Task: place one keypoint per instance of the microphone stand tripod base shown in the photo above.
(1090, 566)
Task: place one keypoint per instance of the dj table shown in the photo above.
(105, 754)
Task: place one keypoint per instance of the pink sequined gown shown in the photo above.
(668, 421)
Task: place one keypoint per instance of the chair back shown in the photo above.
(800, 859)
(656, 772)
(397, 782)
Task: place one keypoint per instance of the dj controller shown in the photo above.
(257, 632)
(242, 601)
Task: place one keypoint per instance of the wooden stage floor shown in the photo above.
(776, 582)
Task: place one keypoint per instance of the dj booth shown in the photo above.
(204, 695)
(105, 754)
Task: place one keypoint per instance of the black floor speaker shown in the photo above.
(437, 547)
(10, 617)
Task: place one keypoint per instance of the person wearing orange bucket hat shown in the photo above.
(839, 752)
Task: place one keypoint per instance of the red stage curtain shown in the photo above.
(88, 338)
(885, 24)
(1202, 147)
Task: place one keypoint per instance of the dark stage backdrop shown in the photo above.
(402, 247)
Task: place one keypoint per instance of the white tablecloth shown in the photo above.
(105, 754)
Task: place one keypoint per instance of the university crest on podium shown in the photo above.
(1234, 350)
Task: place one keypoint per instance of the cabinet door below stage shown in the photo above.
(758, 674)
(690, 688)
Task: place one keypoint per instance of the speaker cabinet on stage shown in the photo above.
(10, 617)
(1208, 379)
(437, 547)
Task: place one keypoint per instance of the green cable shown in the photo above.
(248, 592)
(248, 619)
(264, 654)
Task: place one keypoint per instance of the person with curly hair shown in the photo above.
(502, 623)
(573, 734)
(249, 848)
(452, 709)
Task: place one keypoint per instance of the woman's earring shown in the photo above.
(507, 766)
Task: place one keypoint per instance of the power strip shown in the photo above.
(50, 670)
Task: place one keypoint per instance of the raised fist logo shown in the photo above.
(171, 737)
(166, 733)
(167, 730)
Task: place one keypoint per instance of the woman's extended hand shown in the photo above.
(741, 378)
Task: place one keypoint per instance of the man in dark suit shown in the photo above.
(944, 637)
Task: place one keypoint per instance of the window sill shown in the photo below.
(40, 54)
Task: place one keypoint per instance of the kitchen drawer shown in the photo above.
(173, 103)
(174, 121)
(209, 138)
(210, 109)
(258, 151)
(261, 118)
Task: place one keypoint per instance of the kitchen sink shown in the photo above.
● ● ● ●
» DESCRIPTION OF THE TASK
Each line from the one containing "Task: place one keypoint per instance of the kitchen drawer" to the last line of the material above should be reproduced word for word, with nothing added.

» EXERCISE SOLUTION
Task: place one keypoint per instance of the kitchen drawer shown in the photo above.
(173, 103)
(174, 121)
(209, 138)
(210, 109)
(258, 151)
(261, 118)
Task: place one keypoint per instance of the kitchen sink shown in the photo above.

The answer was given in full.